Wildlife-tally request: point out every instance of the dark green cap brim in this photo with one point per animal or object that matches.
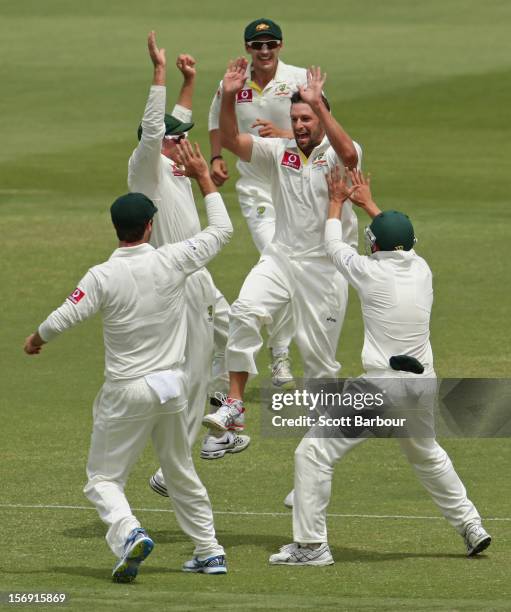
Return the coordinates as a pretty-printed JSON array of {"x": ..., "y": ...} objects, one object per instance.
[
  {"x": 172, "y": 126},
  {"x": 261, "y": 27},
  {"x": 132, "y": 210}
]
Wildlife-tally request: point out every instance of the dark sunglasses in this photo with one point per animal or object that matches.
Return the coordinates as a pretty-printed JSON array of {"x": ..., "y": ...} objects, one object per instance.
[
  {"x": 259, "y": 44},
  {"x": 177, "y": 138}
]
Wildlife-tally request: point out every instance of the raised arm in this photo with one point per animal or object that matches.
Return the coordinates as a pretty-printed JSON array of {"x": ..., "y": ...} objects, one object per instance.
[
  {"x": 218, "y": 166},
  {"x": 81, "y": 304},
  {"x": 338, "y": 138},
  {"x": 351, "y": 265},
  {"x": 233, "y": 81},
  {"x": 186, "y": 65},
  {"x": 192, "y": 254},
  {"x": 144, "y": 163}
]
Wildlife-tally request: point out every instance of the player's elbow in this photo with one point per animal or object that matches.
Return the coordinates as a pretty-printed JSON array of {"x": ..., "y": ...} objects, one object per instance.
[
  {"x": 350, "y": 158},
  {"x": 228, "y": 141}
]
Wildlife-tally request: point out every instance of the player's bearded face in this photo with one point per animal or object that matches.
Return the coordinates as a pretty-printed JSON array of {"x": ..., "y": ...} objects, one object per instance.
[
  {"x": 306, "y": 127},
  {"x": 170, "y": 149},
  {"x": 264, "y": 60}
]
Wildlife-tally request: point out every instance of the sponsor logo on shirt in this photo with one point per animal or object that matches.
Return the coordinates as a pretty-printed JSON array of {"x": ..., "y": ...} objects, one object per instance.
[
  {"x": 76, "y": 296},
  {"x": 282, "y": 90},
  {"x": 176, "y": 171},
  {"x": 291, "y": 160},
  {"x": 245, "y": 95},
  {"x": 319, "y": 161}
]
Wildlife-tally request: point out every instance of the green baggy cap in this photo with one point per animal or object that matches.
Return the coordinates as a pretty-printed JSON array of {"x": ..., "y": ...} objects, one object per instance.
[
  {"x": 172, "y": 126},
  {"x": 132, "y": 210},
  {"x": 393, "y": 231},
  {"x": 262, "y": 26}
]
* * *
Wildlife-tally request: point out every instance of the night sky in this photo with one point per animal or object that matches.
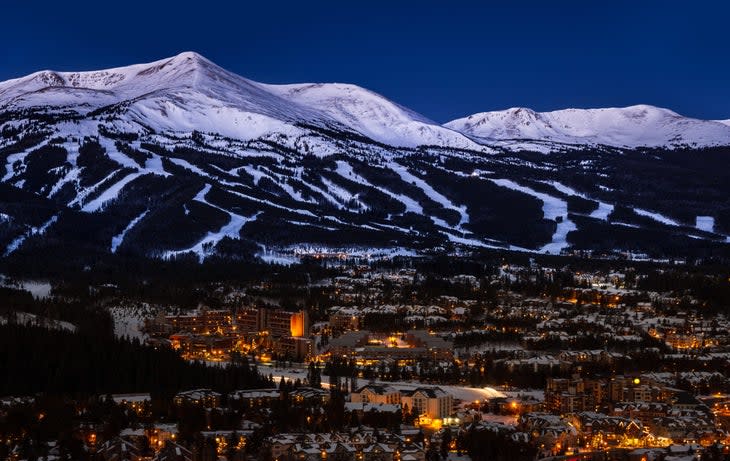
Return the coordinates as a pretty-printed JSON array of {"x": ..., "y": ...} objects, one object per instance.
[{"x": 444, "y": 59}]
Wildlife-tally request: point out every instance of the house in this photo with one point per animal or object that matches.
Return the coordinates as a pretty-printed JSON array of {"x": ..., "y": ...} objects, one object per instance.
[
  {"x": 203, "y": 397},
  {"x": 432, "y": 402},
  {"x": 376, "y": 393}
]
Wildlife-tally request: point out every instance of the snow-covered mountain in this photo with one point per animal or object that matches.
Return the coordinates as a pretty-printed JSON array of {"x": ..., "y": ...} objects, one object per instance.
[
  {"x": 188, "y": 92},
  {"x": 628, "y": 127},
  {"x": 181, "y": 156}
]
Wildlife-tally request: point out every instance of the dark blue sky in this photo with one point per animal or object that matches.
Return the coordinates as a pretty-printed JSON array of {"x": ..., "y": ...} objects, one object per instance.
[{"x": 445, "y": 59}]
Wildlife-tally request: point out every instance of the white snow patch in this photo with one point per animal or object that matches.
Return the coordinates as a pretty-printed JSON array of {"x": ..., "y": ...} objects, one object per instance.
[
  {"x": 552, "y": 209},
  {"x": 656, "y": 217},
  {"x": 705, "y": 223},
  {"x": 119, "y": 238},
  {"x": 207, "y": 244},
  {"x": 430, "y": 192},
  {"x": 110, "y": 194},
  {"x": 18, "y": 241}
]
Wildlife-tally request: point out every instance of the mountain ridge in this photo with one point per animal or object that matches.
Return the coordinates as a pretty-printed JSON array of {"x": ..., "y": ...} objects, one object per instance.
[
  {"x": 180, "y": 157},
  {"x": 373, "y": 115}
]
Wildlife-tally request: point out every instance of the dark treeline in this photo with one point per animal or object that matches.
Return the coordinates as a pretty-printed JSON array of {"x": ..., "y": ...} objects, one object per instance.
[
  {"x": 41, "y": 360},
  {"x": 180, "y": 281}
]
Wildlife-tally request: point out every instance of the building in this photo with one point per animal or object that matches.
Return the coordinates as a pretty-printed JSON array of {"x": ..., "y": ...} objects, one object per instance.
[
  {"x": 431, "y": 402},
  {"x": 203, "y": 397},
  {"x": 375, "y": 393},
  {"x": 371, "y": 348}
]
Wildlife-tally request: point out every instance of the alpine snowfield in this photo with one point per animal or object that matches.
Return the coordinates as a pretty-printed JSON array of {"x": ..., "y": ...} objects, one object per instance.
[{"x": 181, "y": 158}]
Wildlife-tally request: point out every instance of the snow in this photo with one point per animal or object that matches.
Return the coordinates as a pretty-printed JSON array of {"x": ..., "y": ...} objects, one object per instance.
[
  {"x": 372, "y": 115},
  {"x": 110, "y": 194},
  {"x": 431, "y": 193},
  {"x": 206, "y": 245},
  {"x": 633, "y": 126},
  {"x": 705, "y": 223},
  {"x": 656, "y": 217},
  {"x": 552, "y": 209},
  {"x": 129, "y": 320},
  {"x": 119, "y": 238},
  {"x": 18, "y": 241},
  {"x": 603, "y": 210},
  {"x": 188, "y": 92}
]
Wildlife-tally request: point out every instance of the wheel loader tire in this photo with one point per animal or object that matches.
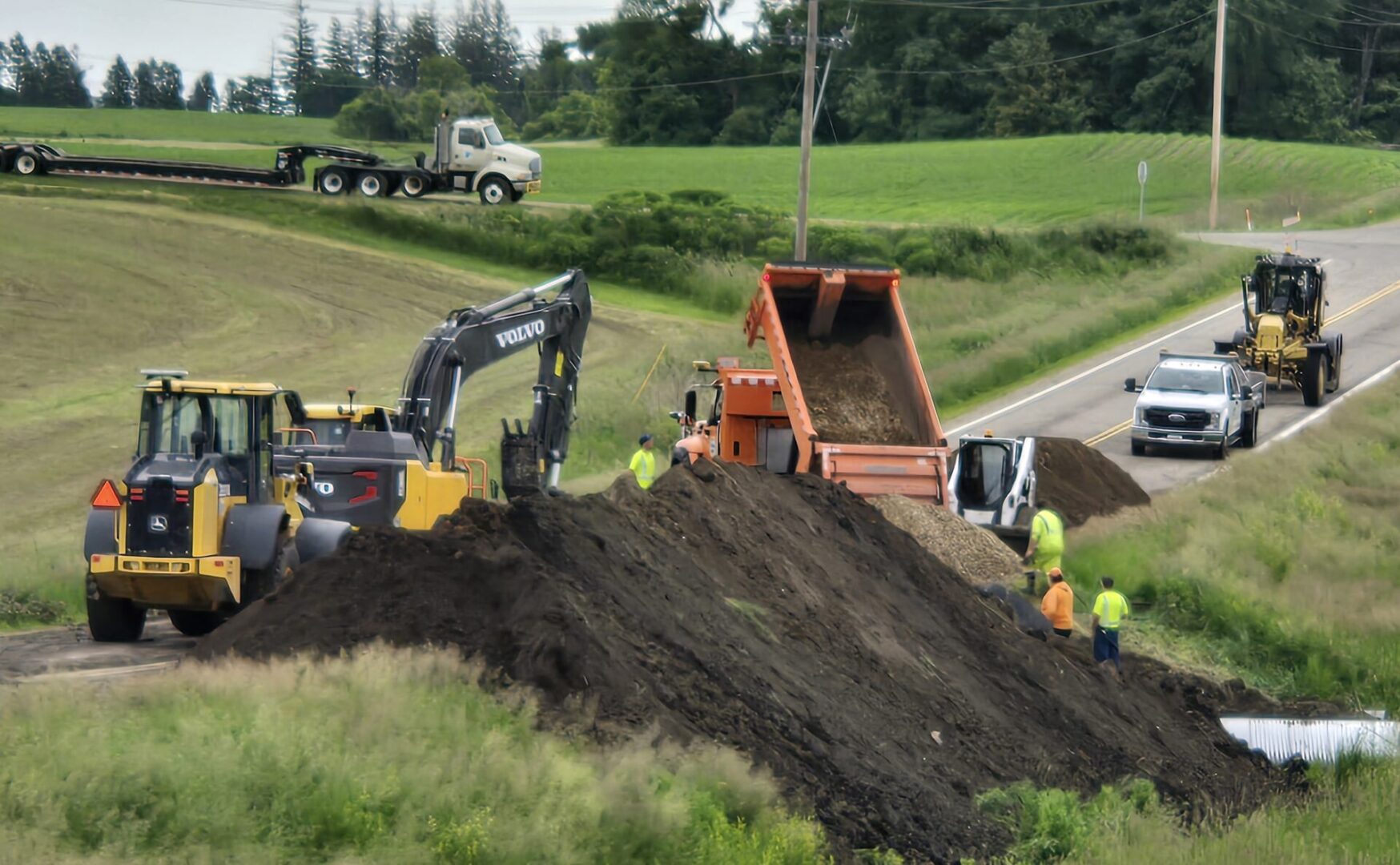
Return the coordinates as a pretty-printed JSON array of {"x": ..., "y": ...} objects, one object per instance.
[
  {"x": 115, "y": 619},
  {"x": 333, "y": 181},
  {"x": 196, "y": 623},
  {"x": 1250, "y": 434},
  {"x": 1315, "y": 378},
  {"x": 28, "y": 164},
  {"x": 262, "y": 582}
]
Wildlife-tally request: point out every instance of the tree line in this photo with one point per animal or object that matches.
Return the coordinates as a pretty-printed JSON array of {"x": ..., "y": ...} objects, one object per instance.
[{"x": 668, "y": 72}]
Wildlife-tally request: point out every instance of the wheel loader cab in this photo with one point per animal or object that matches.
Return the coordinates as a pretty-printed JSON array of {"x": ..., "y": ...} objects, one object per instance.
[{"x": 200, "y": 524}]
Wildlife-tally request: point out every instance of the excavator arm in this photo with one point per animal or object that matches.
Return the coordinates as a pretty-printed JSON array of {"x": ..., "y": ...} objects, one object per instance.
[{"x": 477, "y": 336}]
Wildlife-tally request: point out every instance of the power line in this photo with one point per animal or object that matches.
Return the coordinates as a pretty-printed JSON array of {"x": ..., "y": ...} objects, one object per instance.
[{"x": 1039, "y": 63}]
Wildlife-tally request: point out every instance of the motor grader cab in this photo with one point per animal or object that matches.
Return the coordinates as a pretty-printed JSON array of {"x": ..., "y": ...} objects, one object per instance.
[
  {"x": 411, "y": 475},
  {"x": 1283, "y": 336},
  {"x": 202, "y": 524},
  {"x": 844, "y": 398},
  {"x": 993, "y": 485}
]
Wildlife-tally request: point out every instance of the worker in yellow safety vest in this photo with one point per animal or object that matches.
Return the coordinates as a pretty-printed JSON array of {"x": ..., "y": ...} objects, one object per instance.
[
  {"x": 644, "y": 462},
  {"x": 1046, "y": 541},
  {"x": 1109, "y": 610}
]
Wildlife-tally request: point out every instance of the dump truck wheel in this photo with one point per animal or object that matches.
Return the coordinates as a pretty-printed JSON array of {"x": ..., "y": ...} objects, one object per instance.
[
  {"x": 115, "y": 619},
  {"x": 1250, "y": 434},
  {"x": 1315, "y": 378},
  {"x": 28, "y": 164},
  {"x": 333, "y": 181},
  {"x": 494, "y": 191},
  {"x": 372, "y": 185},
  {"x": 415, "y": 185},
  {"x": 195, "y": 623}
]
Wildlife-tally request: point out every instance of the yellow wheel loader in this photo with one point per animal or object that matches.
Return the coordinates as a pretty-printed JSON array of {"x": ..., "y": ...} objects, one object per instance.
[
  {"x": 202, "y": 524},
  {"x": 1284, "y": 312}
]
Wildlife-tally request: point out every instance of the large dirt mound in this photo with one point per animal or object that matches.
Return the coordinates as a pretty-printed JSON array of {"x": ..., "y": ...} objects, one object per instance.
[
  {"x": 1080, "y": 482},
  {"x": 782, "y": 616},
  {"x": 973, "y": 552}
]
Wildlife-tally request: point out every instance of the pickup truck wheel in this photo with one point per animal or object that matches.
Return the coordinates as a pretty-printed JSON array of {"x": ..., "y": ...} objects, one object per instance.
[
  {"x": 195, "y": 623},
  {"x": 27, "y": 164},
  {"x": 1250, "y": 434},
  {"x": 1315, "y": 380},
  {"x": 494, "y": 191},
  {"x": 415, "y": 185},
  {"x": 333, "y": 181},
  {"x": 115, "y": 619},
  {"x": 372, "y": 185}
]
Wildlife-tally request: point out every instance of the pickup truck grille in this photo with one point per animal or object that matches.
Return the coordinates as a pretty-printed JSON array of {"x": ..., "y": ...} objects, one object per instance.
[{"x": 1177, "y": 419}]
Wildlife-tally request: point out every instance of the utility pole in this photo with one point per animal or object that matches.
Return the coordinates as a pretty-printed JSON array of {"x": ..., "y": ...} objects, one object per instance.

*TASK DESCRIPTION*: Select every line in the material above that contains the word "truck", matching case exactly, and copy each of those lines.

*WRITTEN ANSWER*:
Wildlife-tally request: point out every instance of the dump truck wheel in this photo with one point per animal or object that matches.
Wildlife-tally request: point out every instance of the pickup truck wheel in this photo with one point per animal or object that matches.
Wildlife-tally request: point out every instance of the pickup truck grille in this photo with one point per animal or object that matches.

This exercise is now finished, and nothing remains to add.